:: EXTRACTED ENTRIES

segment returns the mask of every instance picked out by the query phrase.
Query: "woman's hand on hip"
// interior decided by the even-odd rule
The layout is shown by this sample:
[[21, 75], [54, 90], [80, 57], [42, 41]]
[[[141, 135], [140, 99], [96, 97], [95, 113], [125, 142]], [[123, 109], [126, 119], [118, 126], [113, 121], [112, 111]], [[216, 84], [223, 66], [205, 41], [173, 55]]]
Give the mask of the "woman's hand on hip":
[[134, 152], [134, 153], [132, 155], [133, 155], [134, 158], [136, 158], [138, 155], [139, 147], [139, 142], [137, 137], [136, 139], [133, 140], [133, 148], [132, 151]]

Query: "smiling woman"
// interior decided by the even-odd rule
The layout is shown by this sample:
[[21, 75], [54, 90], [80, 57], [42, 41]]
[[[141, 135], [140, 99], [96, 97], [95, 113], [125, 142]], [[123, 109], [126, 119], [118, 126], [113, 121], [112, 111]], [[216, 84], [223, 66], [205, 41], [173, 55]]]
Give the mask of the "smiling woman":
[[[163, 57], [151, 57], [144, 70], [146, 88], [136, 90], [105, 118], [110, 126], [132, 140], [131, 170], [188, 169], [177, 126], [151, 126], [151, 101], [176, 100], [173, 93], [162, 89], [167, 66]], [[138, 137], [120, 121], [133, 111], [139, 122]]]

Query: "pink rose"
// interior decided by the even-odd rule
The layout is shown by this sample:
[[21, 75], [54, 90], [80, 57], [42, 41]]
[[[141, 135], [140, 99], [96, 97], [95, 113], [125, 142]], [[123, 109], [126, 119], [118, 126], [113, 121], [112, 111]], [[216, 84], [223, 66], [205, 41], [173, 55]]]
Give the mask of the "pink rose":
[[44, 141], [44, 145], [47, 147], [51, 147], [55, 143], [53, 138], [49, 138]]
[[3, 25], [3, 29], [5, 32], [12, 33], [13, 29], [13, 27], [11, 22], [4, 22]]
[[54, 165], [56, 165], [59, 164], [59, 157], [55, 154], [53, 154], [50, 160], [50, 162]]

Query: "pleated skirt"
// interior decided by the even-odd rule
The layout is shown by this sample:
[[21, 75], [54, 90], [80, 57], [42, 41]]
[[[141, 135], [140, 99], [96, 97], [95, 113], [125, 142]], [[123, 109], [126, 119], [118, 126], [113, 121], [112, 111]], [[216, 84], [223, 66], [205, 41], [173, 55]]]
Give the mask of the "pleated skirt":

::::

Reproduce every line above character for character, with no changes.

segment returns the mask of every instance picked out by the query phrase.
Query: "woman's hand on hip"
// interior decided by the even-odd rule
The layout is shown by this sample:
[[21, 75], [54, 90], [80, 57], [42, 41]]
[[[141, 135], [140, 99], [96, 97], [95, 113], [125, 142]], [[123, 109], [126, 119], [118, 126], [113, 121], [112, 111]], [[216, 84], [223, 66], [205, 41], [173, 55]]]
Give the mask of the "woman's hand on hip":
[[134, 152], [134, 153], [132, 155], [133, 155], [134, 158], [136, 158], [138, 155], [139, 147], [139, 142], [137, 137], [136, 139], [133, 140], [133, 148], [132, 151]]

Query: "smiling woman"
// interior decided by the even-odd rule
The layout is shown by this sample:
[[21, 75], [54, 90], [80, 57], [42, 41]]
[[[141, 135], [140, 99], [96, 97], [95, 113], [125, 142]], [[123, 109], [126, 119], [118, 126], [113, 121], [112, 111]], [[216, 84], [223, 66], [205, 41], [173, 55]]]
Give the mask of the "smiling woman":
[[[163, 57], [151, 57], [144, 70], [146, 88], [136, 90], [105, 118], [110, 126], [132, 140], [131, 170], [188, 169], [177, 126], [151, 126], [151, 101], [176, 100], [173, 93], [162, 89], [167, 66]], [[138, 137], [120, 121], [133, 111], [139, 122]]]

Query: "pink rose"
// interior decided by the even-odd rule
The layout is shown by this sample:
[[21, 75], [54, 90], [80, 57], [42, 41]]
[[[141, 135], [140, 99], [96, 97], [95, 113], [125, 142]], [[123, 109], [126, 119], [118, 126], [113, 121], [112, 111]], [[216, 84], [223, 66], [205, 41], [173, 55]]]
Give the mask of the "pink rose":
[[44, 141], [44, 145], [47, 147], [51, 147], [55, 143], [53, 138], [49, 138]]
[[3, 25], [3, 29], [5, 32], [12, 33], [13, 29], [13, 27], [11, 22], [4, 22]]
[[54, 165], [56, 165], [59, 164], [59, 157], [55, 154], [53, 154], [50, 160], [50, 162]]

Query: "pleated skirt"
// interior decided by the even-odd rule
The layout is shown by this sample:
[[21, 75], [54, 90], [80, 57], [42, 41]]
[[[141, 135], [140, 99], [96, 97], [95, 113], [125, 142]], [[123, 109], [126, 119], [118, 126], [113, 121], [112, 111]], [[216, 84], [223, 66], [205, 41], [173, 55]]]
Give the mask of the "pleated skirt":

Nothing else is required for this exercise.